▶ CONSIGNE DONNÉE
Traduisez en anglais cette phrase du passage fourni : « Elles ne correspondent qu’à une tentative honteuse de récupération des luttes féministes au service d’une campagne islamophobe. »

▶ PASSAGE FOURNI
La ministre a même enfoncé le clou en annonçant souhaiter « mettre clairement dans la loi qu’aucun élu ne pourra prendre de dispositions pour favoriser l’inégalité entre les femmes et les hommes pour mettre en place des pratiques communautaires, comme réserver des horaires de piscine à un sexe plutôt qu’un autre. » De même qu’interdire et pénaliser les « certificats de virginité » délivrés par « certains médecins [qui] osent encore certifier qu’une femme est vierge pour permettre un mariage religieux ».

Si la lutte pour les droits des femmes, contre le patriarcat et ses incarnations les plus réactionnaires dans la société capitaliste est légitime et nécessaire, les déclarations de la ministre ne doivent tromper personne. Elles ne correspondent qu’à une tentative honteuse de récupération des luttes féministes au service d’une campagne islamophobe.

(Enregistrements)
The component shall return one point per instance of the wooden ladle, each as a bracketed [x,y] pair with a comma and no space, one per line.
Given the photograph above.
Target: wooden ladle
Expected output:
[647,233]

▶ RÉPONSE COMPLÈTE
They amount to nothing more than a shameful attempt to co-opt feminist struggles in the service of an Islamophobic campaign.